● EXERCISE DIRECTIONS
Reproduce every item below verbatim, preserving each line and its order.

%%

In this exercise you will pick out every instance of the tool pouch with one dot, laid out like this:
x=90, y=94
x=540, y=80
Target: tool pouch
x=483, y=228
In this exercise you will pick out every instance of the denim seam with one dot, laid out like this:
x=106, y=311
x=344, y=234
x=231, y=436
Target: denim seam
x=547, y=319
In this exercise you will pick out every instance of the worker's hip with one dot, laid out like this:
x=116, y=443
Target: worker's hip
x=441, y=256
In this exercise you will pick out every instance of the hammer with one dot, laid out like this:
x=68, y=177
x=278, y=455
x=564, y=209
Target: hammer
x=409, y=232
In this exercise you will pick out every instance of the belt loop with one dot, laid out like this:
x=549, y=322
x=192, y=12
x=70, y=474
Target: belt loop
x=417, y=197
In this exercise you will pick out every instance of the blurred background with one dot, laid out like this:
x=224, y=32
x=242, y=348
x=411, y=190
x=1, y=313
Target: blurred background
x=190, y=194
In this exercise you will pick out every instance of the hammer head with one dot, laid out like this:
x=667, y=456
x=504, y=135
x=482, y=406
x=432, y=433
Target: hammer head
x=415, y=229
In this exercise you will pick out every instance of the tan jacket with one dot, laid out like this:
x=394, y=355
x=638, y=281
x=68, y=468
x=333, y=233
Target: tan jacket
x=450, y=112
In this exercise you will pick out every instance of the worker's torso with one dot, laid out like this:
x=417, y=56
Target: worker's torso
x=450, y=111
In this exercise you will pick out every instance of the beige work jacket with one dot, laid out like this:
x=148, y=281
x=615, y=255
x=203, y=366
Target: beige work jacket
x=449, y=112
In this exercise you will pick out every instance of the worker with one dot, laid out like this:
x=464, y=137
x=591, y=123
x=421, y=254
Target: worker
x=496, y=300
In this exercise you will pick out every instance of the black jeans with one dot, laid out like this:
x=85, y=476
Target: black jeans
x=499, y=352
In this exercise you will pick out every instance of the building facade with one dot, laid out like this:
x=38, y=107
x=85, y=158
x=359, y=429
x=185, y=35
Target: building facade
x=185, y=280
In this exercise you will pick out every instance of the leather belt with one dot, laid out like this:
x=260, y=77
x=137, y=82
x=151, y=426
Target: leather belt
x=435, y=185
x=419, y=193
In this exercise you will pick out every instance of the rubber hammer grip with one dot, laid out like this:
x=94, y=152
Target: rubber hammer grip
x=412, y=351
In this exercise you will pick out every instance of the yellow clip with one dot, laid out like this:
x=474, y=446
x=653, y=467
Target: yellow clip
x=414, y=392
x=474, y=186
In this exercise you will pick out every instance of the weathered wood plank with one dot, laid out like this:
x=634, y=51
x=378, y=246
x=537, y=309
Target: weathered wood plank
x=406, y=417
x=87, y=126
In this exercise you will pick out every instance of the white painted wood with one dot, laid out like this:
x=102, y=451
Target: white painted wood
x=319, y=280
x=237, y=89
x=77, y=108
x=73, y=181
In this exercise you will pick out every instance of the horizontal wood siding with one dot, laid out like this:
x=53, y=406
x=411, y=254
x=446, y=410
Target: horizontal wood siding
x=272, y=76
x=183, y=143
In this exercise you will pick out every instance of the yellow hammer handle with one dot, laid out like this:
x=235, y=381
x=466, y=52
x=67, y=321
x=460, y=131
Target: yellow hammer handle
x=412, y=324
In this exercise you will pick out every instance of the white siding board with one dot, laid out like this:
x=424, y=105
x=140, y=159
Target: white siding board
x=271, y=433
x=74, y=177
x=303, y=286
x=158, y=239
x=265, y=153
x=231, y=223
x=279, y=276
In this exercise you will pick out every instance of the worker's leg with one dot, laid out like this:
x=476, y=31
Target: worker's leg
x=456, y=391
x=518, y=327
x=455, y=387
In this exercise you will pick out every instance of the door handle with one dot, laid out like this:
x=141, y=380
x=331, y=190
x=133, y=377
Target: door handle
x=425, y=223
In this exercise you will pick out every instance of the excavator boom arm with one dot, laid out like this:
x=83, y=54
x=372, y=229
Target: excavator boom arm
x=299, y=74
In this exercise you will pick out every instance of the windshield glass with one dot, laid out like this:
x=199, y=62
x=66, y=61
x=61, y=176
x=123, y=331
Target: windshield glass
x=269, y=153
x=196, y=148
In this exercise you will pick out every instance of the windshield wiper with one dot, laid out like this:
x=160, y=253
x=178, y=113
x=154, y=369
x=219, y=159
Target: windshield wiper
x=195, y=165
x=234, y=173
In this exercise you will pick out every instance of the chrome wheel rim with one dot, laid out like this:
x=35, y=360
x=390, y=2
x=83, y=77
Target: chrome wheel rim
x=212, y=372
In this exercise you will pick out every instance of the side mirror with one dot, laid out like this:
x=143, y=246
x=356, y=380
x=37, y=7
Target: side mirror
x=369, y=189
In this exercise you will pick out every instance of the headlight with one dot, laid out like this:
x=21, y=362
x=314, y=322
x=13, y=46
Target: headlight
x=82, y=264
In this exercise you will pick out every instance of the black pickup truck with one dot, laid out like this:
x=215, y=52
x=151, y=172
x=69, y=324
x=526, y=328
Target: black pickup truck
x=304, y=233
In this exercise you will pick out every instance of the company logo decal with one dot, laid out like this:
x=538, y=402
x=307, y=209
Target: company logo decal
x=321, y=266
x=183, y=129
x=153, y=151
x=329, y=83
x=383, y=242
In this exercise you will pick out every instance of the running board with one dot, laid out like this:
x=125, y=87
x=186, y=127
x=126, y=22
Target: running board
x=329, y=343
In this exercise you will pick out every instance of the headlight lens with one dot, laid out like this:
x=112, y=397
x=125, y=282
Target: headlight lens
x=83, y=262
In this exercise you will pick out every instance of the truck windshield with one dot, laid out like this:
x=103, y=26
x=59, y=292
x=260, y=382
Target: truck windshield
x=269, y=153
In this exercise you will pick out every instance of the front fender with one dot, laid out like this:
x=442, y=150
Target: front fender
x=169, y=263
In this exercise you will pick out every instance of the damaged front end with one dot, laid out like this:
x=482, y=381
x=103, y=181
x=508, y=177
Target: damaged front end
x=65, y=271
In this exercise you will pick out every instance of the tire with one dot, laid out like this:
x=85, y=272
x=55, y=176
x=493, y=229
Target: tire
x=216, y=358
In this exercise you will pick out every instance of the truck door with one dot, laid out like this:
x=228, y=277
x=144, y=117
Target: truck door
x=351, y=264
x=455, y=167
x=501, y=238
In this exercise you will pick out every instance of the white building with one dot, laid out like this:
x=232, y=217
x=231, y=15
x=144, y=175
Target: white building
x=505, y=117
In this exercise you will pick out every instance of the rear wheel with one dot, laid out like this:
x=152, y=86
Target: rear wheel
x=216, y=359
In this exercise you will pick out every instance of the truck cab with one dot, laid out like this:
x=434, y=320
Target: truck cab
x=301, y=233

%%

● FINAL RESULT
In this exercise you will pick out every instance of the tool pouch with one dot, laid out like this:
x=90, y=94
x=540, y=80
Target: tool pouch
x=483, y=228
In this exercise you will pick out every instance of the denim seam with one dot, laid out like this:
x=106, y=311
x=344, y=234
x=231, y=436
Target: denim seam
x=547, y=319
In this exercise you will pick out every instance of the worker's hip with one dot, laid out like this:
x=116, y=443
Target: worker's hip
x=441, y=256
In this exercise you will pick out every instance of the hammer with one dot, laid out like this:
x=68, y=177
x=278, y=455
x=564, y=209
Target: hammer
x=409, y=232
In this exercise you will pick out every instance of the belt loop with one dot, laid out like this:
x=549, y=322
x=192, y=12
x=70, y=474
Target: belt loop
x=417, y=197
In this exercise you will pick out every instance of the blurred background with one dot, laid out like this:
x=224, y=32
x=242, y=348
x=411, y=190
x=1, y=313
Target: blurred background
x=190, y=194
In this exercise you will pick out every instance of the hammer head with one dot, laid out like this:
x=667, y=456
x=504, y=135
x=482, y=406
x=432, y=433
Target: hammer head
x=415, y=229
In this exercise you will pick out every instance of the tan jacket with one dot, laid out like this:
x=394, y=355
x=638, y=281
x=68, y=468
x=333, y=233
Target: tan jacket
x=450, y=112
In this exercise you will pick out every instance of the worker's torso with one dot, laid out like this:
x=417, y=56
Target: worker's torso
x=450, y=111
In this exercise you will pick out every instance of the beige work jacket with one dot, laid out like this:
x=148, y=281
x=615, y=255
x=203, y=366
Target: beige work jacket
x=449, y=112
In this exercise you will pick out every instance of the worker with one dot, laid out like this:
x=464, y=137
x=591, y=123
x=421, y=254
Target: worker
x=496, y=300
In this exercise you will pick out every instance of the black jeans with one dot, laid out like this:
x=85, y=476
Target: black jeans
x=499, y=352
In this exercise you will pick out every instance of the building facade with one dot, laid out like this:
x=38, y=107
x=85, y=158
x=359, y=429
x=185, y=35
Target: building facade
x=185, y=280
In this exercise you will pick out every instance of the leather belt with one dot, laid out like this:
x=260, y=77
x=137, y=82
x=151, y=426
Target: leather belt
x=435, y=185
x=419, y=193
In this exercise you will pick out every instance of the rubber hammer grip with one dot, laid out like this:
x=94, y=152
Target: rubber hammer grip
x=412, y=351
In this exercise you will pick out every instance of the yellow clip with one dot, laid out like this:
x=474, y=446
x=653, y=467
Target: yellow clip
x=414, y=392
x=474, y=186
In this exercise you will pick out every instance of the weathered wood plank with one dot, laid out like this:
x=634, y=51
x=378, y=246
x=537, y=309
Target: weathered wood plank
x=406, y=417
x=87, y=126
In this exercise you will pick out every instance of the white painted wood with one dot, laid out like this:
x=102, y=451
Target: white painted wood
x=319, y=280
x=237, y=89
x=77, y=108
x=73, y=181
In this exercise you will pick out every instance of the horizontal wood siding with one dot, laid out like this:
x=53, y=406
x=411, y=254
x=446, y=410
Target: horizontal wood siding
x=272, y=76
x=183, y=143
In this exercise you will pick out every instance of the yellow hammer handle with one dot, laid out like this:
x=235, y=381
x=466, y=52
x=67, y=321
x=460, y=131
Target: yellow hammer handle
x=412, y=324
In this exercise you will pick out every instance of the white siding board with one dot, laid out like this:
x=424, y=105
x=140, y=159
Target: white siding board
x=271, y=433
x=74, y=177
x=303, y=286
x=158, y=239
x=265, y=153
x=231, y=223
x=279, y=276
In this exercise you will pick out every instance of the worker's leg with one dot, laid out like this:
x=476, y=31
Target: worker's leg
x=456, y=391
x=518, y=327
x=455, y=387
In this exercise you will pick out every instance of the door handle with one dot, laid out like this:
x=141, y=380
x=331, y=190
x=133, y=377
Target: door handle
x=425, y=223
In this exercise you will pick out every instance of the excavator boom arm with one dot, laid out like this:
x=83, y=54
x=372, y=229
Target: excavator boom arm
x=299, y=74
In this exercise you will pick out every instance of the windshield glass with one dot, laid out like this:
x=199, y=62
x=66, y=61
x=61, y=176
x=123, y=331
Target: windshield glass
x=269, y=153
x=196, y=148
In this exercise you will pick out every instance of the windshield wiper with one dot, laid out like this:
x=160, y=253
x=178, y=113
x=154, y=369
x=219, y=159
Target: windshield wiper
x=195, y=165
x=234, y=173
In this exercise you will pick out every instance of the chrome wheel rim with one dot, laid out like this:
x=35, y=360
x=390, y=2
x=83, y=77
Target: chrome wheel rim
x=212, y=372
In this exercise you will pick out every instance of the side mirror with one dot, laid out like this:
x=143, y=246
x=356, y=380
x=37, y=7
Target: side mirror
x=369, y=189
In this exercise you will pick out every instance of the headlight with one dot, laid out like this:
x=21, y=362
x=314, y=322
x=13, y=46
Target: headlight
x=82, y=264
In this exercise you will pick out every instance of the black pickup truck with one dot, laid out like this:
x=215, y=52
x=151, y=172
x=69, y=324
x=526, y=328
Target: black pickup truck
x=304, y=233
In this exercise you will pick out every instance of the company logo decal with one dot, laid out like this:
x=538, y=402
x=307, y=209
Target: company logo decal
x=321, y=266
x=183, y=129
x=153, y=151
x=329, y=83
x=383, y=242
In this exercise you will pick out every instance of the running board with one dot, laid out like this:
x=125, y=87
x=186, y=127
x=126, y=22
Target: running board
x=329, y=343
In this exercise you will pick out every instance of the headlight lens with one dot, laid out like this:
x=112, y=397
x=125, y=282
Target: headlight lens
x=83, y=262
In this exercise you will pick out every instance of the truck windshield with one dot, laid out like this:
x=103, y=26
x=59, y=292
x=260, y=382
Target: truck windshield
x=269, y=153
In this exercise you will pick out every instance of the front fender with one dot, laid out like this:
x=442, y=150
Target: front fender
x=169, y=263
In this exercise you will pick out every instance of the damaged front end with one dot, laid out like this:
x=482, y=381
x=103, y=181
x=508, y=177
Target: damaged front end
x=65, y=271
In this exercise you will pick out every instance of the tire with one dot, laid out like this:
x=85, y=272
x=55, y=176
x=493, y=229
Target: tire
x=216, y=358
In this exercise you will pick out every instance of the truck door with one dot, laid out like this:
x=228, y=277
x=144, y=117
Target: truck door
x=351, y=264
x=455, y=167
x=501, y=238
In this exercise you will pick out every instance of the white building with one dot, laid out like this:
x=232, y=217
x=231, y=15
x=144, y=175
Target: white building
x=505, y=117
In this exercise you will pick out every instance of the rear wheel with one dot, laid out like this:
x=152, y=86
Target: rear wheel
x=216, y=359
In this exercise you will pick out every instance of the truck cab with one dot, laid out like this:
x=434, y=320
Target: truck cab
x=301, y=233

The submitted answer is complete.